## SOURCE RECORDS
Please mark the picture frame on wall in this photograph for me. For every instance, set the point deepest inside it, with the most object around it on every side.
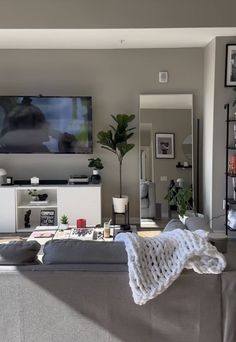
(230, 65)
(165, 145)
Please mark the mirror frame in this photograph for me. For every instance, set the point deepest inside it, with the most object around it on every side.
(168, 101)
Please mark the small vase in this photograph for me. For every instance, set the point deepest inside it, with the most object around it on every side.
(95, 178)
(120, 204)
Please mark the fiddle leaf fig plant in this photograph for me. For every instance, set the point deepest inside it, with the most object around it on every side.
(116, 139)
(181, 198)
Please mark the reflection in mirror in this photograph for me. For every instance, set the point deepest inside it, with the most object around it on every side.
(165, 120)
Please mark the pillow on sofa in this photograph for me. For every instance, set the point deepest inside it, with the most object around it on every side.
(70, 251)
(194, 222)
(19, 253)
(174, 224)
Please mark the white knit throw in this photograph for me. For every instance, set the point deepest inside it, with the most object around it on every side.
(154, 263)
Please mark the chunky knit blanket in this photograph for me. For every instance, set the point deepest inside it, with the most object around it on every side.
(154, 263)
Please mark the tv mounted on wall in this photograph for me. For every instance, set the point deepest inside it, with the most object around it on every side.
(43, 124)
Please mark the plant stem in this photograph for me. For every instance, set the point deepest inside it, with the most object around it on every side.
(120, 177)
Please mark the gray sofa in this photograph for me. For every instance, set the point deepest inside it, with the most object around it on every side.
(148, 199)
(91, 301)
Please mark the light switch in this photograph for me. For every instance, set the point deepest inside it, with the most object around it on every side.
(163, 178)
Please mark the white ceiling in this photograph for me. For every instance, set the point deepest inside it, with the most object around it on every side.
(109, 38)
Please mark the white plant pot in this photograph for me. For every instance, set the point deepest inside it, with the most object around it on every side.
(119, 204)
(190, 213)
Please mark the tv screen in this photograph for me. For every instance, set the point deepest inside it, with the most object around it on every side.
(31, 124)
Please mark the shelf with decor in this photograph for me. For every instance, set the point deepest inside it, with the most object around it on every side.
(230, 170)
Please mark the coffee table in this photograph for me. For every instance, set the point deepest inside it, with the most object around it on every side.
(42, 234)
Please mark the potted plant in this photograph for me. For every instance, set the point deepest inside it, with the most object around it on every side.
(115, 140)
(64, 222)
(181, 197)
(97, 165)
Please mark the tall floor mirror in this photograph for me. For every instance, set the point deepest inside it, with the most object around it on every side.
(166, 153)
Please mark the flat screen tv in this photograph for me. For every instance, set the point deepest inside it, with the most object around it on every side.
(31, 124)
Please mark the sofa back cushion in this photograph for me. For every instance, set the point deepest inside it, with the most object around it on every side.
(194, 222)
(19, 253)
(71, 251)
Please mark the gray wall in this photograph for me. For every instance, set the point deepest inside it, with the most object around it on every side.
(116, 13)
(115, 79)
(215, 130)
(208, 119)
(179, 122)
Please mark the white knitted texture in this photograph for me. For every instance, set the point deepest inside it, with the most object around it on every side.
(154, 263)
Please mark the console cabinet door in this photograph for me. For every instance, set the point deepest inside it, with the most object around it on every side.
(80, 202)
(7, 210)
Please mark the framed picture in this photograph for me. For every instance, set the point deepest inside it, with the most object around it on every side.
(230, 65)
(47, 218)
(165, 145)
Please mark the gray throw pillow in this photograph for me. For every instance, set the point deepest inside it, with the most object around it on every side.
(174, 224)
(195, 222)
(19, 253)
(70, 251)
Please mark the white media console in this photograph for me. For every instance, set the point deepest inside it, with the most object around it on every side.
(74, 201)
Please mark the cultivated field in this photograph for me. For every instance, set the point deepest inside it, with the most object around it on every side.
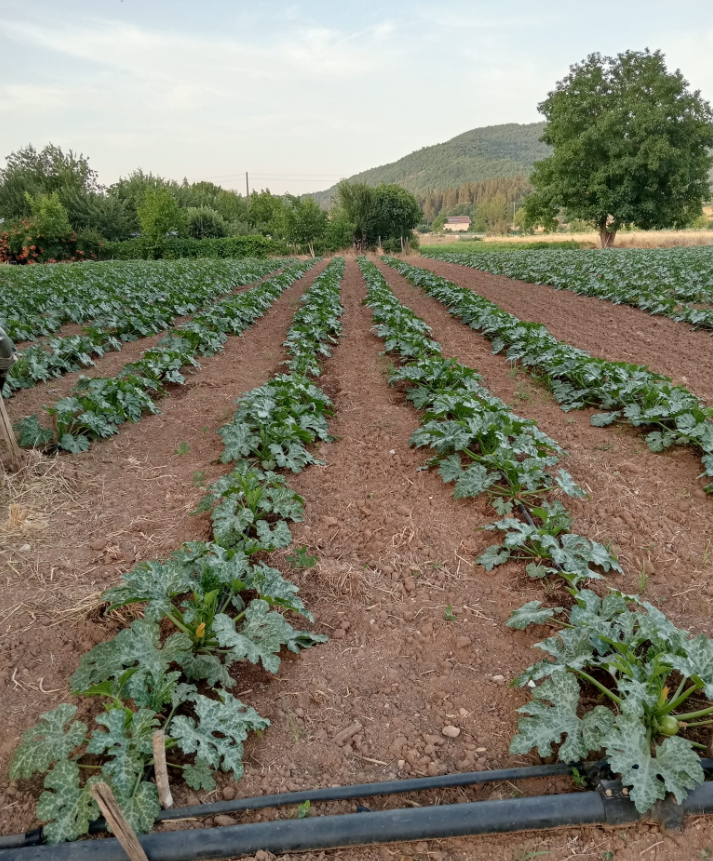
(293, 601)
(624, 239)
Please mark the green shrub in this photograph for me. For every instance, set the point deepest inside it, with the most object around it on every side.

## PROBLEM TO SOLVE
What belongs in the answer is each line above, reproduced exactly, and no picture.

## SOLUTION BELOW
Please mark the picture frame on wall in this photograph for me. For every instance, set the point deepest inside it, with the most object around it on every side.
(230, 65)
(165, 145)
Please mark the mirror frame in this photograph for me. For every instance, set the point deepest inside it, with the most object around it on every side.
(168, 101)
Please mark the small vase in this photograph for me. For every instance, set the point deepest inside it, with the most object around it on every side.
(95, 178)
(120, 204)
Please mark the fiddle leaf fig plant in this photograph for me. For every instance, set the point deepest inside it, with the most object around it on every side.
(116, 139)
(181, 198)
Please mark the reflection in mirror in this photograph for me. For every instance, set the point deepest inside it, with the most object around it on every side.
(165, 120)
Please mark the pillow on sofa in this photograph for me. For every instance, set the point deepest inside it, with the most object around it on every side.
(70, 251)
(194, 222)
(19, 253)
(174, 224)
Please mark the white knit throw in this photograph for me. For every instance, set the point deepest inside it, with the most object around it on every side.
(154, 263)
Please mark the chunky knit blanket in this photograph for me. For every instance, set the point deepest inside it, with the most object around it on every side.
(154, 263)
Please mark the tv mounted on wall in this photograph for me. For every instance, set the point deepest inside it, with the most object around it on every side.
(43, 124)
Please mark the plant stem in this photograph for me. For every instance, set the point deepest inside it, with the most object around it on every side.
(120, 177)
Please mark the gray sofa in this photograph for me. For every instance, set the point deepest inside it, with the most object around it on every side.
(148, 199)
(91, 301)
Please mark the light switch in this photograph for me. For every instance, set the point deepest inside it, with the most object around it on every side.
(163, 178)
Please mark the white ceiling in this photograph for me. For every instance, set the point deepest inside it, with the most object around it on every side.
(109, 38)
Please mark the white plant pot in this photograph for me. For every instance, set the point deepest inside it, with the most object around it on every side.
(119, 204)
(190, 213)
Please mark the tv screen in this photograph for me. For every instance, set the point deepest inside it, with the most object around it on every side.
(31, 124)
Please mark the shelf with decor in this photograph for me. For every instance, set the point deepest inside it, with the most object around it on every side.
(230, 170)
Please mark the coffee table in this photograph for me. For every instance, set the point deepest inside it, with the most object around it on every side.
(42, 234)
Please mark the potted plant in this photograph for me. For every instance, set the point deepest inside it, with the most object around it on every side.
(115, 140)
(64, 222)
(181, 197)
(97, 165)
Please mark the tall floor mirror in this photograph for me. For every instance, set the point deepest inside it, with the most object around it on every side.
(166, 153)
Please mark the flat screen tv in this photograph for me. For every instance, set the point deepest inside it, with the most object around it on every side.
(31, 124)
Please mark the sofa back cushion in this photograph for me. For every instance, set the point deepest inside it, with the most object around it on every side.
(194, 222)
(19, 253)
(71, 251)
Please mark the gray wall in this photograph for me. For every instance, set the point deepest inside it, with the most object around it on every side.
(116, 13)
(115, 79)
(215, 130)
(208, 119)
(179, 122)
Please mark the white knitted texture in this photograph for me. For every instance, set the point deepest inside it, with the most object around it on every side.
(154, 263)
Please mark the console cabinet door in this photograph for me. For every instance, set the point deepest inside it, with the most object around it on every side.
(80, 202)
(7, 210)
Please mark the framed picture in this photograph for me. For every instance, set the point deepest inside it, with the most object around it on every side.
(230, 65)
(47, 218)
(165, 145)
Please mark the gray throw pillow in this photograph for me. For every instance, set the point deepest inside it, with the most object around it on every side.
(174, 224)
(195, 222)
(19, 253)
(70, 251)
Please mark the white media console in this photograph for me. For every instance, set the point deepest inside it, with the most object around it on every side.
(74, 201)
Please mark the cultivated field in this photograph for me. For every instance, set the point deepest inside it, with the most object around it on every side.
(293, 601)
(624, 239)
Please mark the green shrub in this photograph for me. For every instance, set the point deepest inside it, with the most object around it on every side.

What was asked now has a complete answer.